Ziel der Übung – Kannst du den Abschnitt, der mit der Zeile mit „Point out the american“ beginnt und mit der Zeile mit „Point out the sky“ endet (beide eingeschlossen), als Markdown-Tabelle mit den Spalten „Nr“ und „Inhalt“ anordnen? Leerzeilen und Bilder lässt du dabei weg.

===== Gegebene Zeilen

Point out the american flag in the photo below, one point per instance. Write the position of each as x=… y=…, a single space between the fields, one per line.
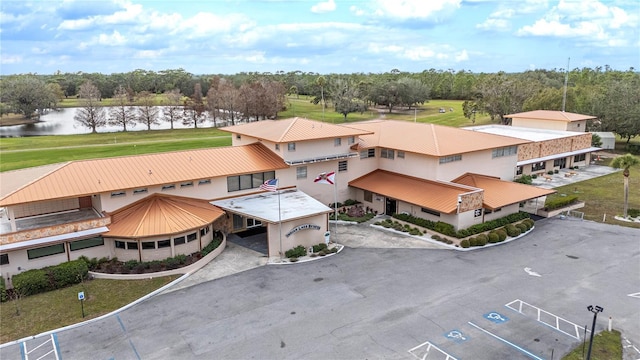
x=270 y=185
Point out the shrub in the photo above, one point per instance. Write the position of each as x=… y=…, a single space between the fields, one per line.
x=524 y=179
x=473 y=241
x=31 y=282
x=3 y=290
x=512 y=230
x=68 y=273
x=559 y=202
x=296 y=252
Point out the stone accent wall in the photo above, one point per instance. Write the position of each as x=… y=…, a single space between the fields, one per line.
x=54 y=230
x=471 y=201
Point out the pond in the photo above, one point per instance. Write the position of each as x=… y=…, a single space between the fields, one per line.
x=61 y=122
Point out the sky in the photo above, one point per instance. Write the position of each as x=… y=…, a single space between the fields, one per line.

==========
===== Gegebene Zeilen

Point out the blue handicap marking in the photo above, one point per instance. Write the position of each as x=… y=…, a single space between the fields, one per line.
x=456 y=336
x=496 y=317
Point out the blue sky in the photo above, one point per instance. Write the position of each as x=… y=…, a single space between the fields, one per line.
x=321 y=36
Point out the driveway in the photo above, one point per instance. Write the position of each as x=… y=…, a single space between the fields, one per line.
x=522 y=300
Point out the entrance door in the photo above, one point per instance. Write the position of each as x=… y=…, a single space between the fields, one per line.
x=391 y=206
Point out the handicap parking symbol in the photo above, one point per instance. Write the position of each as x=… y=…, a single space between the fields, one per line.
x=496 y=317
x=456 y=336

==========

Lösung –
| Nr | Inhalt |
|---|---|
| 1 | Point out the american flag in the photo below, one point per instance. Write the position of each as x=… y=…, a single space between the fields, one per line. |
| 2 | x=270 y=185 |
| 3 | Point out the shrub in the photo above, one point per instance. Write the position of each as x=… y=…, a single space between the fields, one per line. |
| 4 | x=524 y=179 |
| 5 | x=473 y=241 |
| 6 | x=31 y=282 |
| 7 | x=3 y=290 |
| 8 | x=512 y=230 |
| 9 | x=68 y=273 |
| 10 | x=559 y=202 |
| 11 | x=296 y=252 |
| 12 | Point out the stone accent wall in the photo above, one point per instance. Write the position of each as x=… y=…, a single space between the fields, one per line. |
| 13 | x=54 y=230 |
| 14 | x=471 y=201 |
| 15 | Point out the pond in the photo above, one point per instance. Write the position of each as x=… y=…, a single space between the fields, one per line. |
| 16 | x=61 y=122 |
| 17 | Point out the sky in the photo above, one point per instance. Write the position of each as x=… y=…, a single space between the fields, one per line. |